-- ENTRIES SUPPLIED start --
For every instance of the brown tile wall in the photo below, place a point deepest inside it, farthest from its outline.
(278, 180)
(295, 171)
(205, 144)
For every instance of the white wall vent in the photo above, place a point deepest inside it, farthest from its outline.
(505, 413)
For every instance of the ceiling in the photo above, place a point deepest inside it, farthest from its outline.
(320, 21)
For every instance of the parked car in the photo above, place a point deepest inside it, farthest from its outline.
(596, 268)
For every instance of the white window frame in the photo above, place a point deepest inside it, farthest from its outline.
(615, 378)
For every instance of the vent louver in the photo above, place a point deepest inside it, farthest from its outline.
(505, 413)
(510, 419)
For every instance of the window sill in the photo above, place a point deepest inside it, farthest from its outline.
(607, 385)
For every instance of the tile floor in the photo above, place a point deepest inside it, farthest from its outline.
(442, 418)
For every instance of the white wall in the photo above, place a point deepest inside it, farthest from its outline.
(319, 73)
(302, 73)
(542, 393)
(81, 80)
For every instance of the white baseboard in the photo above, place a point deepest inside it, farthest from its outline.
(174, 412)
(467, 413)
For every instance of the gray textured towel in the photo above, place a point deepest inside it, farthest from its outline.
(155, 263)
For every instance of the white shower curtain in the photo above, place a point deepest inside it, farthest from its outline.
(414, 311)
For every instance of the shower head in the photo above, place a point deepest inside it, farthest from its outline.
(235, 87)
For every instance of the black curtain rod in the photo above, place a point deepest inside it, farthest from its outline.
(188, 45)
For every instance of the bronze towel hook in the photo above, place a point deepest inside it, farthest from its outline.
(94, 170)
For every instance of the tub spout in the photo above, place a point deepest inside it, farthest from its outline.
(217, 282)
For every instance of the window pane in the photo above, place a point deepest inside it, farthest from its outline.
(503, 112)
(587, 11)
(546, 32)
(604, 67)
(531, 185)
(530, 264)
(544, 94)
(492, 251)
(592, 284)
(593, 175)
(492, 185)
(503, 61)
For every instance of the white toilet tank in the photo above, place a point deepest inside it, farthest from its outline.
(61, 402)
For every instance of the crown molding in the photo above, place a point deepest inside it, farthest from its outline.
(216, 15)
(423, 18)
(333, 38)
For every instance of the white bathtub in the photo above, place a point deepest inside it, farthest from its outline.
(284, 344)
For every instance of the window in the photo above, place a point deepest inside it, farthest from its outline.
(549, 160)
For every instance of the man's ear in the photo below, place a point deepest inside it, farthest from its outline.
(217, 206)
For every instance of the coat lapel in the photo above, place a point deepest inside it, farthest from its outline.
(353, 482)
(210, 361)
-- ENTRIES SUPPLIED end --
• DESCRIPTION OF THE TASK:
Can you rescale the entries from the line containing "For every instance of the white bathtub" through the end of the entries by reproducing every line, wording lines included, with each point coordinate multiplied by 1.3 and rounded to a whole number, halves rounding up? Give only those lines.

• TASK RESULT:
For every instance of the white bathtub in the photo above, place a point deepest inside it, farthest from its outline.
(369, 447)
For every instance of the window in the photo above, place a point deepest inside it, farthest from its outline.
(714, 208)
For every instance of the man's ear in the photo below, place a point deepest inside it, farthest from its outline.
(282, 268)
For every instance of the coat lapel in the photo above, place a point deepest inside it, farthest from its outline.
(459, 627)
(273, 469)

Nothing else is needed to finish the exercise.